Wpisy adnotacji regionów:
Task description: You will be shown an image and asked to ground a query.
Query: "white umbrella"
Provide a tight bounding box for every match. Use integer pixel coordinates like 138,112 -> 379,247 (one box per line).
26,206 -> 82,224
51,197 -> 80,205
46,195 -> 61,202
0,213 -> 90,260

Twoje zadanie:
Przepisz cały powyższy listing wiersz po wierszu. W odpowiedziach pomnóż każdą współrzędną ramek przez 1,75 i zaokrąglij ją do liczby całkowitej, przy czym połówki zaokrąglaj w górę.

Gotowa odpowiedź:
Task description: You will be shown an image and asked to ground a query.
Query: "white umbrella"
Provide a tight bounding box for every match. Use integer pixel coordinates like 138,112 -> 379,247 (one box per line).
46,361 -> 144,392
89,345 -> 140,359
81,341 -> 107,354
0,373 -> 158,455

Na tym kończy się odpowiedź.